## Records provided

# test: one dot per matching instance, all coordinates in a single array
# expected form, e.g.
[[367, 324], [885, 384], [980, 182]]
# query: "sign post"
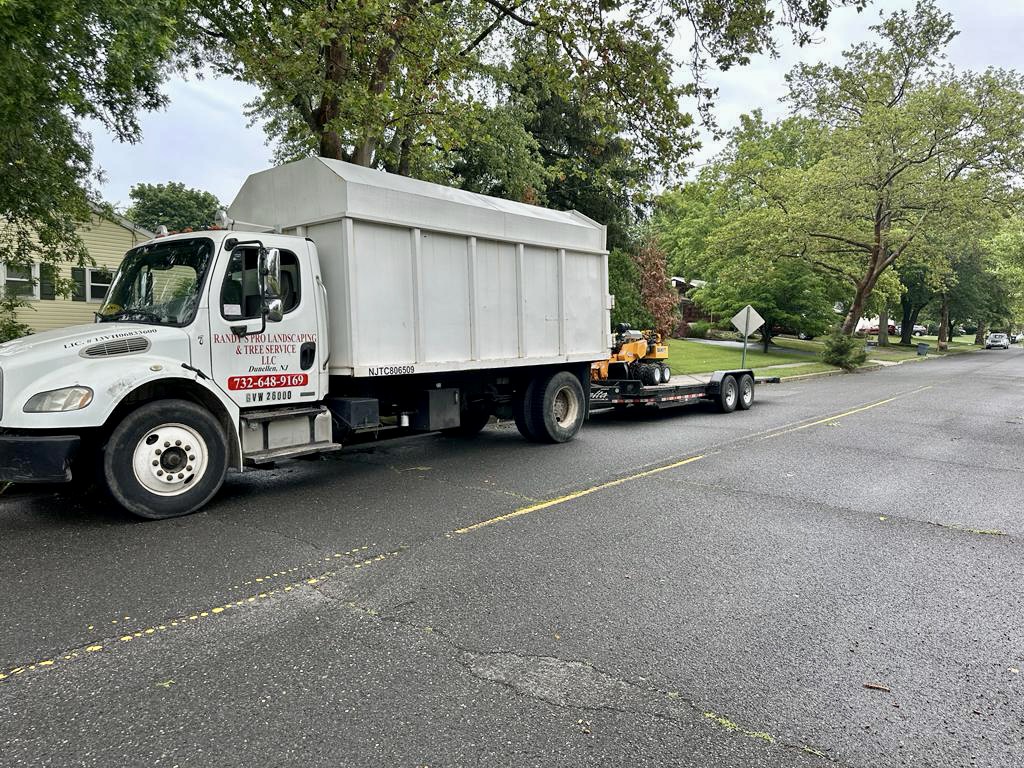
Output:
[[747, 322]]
* * *
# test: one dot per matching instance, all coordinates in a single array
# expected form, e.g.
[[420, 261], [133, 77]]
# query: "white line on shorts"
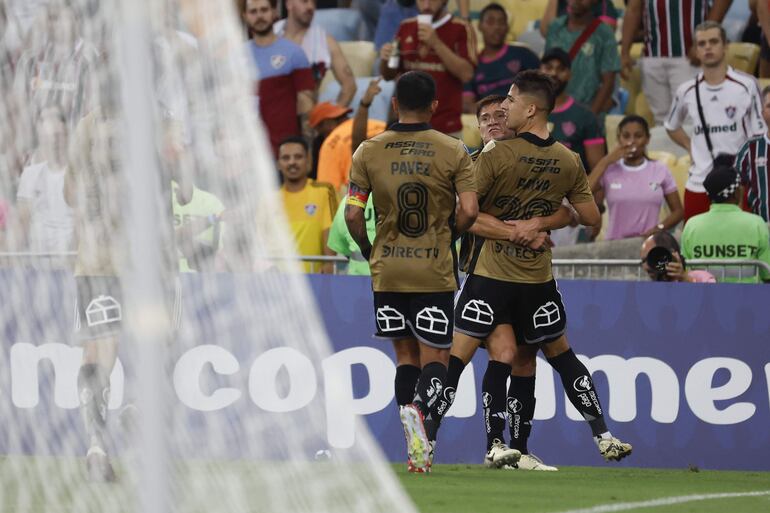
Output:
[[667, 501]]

## Problem
Which lines of the records above contain the word "query"? Report each one.

## Written solution
# query: "sign post"
# query: "white line on shorts"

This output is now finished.